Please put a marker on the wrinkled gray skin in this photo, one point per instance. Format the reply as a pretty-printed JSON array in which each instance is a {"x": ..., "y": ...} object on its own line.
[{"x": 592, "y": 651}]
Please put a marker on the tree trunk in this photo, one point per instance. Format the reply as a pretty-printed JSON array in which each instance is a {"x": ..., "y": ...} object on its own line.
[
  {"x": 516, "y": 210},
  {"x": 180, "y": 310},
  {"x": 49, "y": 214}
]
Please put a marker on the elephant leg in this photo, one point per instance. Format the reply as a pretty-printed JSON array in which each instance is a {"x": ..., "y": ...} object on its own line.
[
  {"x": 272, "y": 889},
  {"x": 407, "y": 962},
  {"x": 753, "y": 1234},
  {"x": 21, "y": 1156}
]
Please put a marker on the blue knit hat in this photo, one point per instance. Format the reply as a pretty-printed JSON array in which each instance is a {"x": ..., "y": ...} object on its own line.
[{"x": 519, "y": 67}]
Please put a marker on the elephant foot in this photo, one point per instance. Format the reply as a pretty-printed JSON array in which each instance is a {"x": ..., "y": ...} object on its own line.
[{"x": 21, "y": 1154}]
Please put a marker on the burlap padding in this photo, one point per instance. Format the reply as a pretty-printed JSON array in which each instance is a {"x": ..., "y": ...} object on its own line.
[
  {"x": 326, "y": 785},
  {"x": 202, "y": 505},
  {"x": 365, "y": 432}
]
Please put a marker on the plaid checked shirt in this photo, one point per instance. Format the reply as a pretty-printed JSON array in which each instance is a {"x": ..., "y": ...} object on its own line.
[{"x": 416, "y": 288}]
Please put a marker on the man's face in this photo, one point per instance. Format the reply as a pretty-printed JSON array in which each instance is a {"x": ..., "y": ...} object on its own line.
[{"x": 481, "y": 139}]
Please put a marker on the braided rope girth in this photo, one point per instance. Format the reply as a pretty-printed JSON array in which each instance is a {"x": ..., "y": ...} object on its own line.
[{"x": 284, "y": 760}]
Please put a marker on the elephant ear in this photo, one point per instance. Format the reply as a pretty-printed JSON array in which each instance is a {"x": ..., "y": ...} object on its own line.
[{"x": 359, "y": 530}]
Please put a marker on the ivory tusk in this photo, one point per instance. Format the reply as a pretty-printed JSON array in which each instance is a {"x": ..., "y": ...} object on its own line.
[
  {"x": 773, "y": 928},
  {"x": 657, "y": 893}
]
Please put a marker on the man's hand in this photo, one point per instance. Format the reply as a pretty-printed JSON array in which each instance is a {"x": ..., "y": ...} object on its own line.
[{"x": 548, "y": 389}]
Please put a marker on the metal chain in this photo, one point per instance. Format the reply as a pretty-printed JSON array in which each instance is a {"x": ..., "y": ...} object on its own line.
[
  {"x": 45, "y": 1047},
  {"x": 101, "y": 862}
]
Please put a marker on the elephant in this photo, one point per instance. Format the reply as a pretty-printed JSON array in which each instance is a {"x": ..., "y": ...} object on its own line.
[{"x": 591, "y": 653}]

WORK TO COMPLETE: Only the lines from the one that contains "Please put a marker on the braided" to the end of the entries above should be given again, exactly and in full.

EXERCISE ANSWER:
Please put a marker on the braided rope girth in this photo, one point per instance. Format the reply as a pretty-printed JSON array in which each instance is a {"x": ..., "y": ...} object on its own line.
[{"x": 284, "y": 760}]
Please put a marker on the elephant ear in this photo, one point per instance. Format the reply as a pretty-printed JSON array in which each instance is a {"x": ..., "y": ...} object on its own line.
[{"x": 359, "y": 530}]
Please put a marker on the ivory tusk in this photo, one point per instance. Format the reply as a pretty-printed JSON array in which each instance is a {"x": ..., "y": ...} object on its own line.
[
  {"x": 773, "y": 928},
  {"x": 657, "y": 893}
]
Please put a marker on the man's hand in this photo, one point per instance. Format the reply as a pretty-printed JSON array in which each instance is a {"x": ..., "y": ...} object on its own line.
[{"x": 548, "y": 389}]
Please put a marker on the metal chain in this photo, one point per instance. Format the reply as a pretty-printed JSON array in which each instance is a {"x": ..., "y": ...} object on its own line.
[
  {"x": 45, "y": 1047},
  {"x": 101, "y": 862}
]
Please put a marker on the elephant in this photo, one point per instance. Format the reply as a pretty-printed JSON array in which each instance is a {"x": ..., "y": ...} object on its own line.
[{"x": 591, "y": 653}]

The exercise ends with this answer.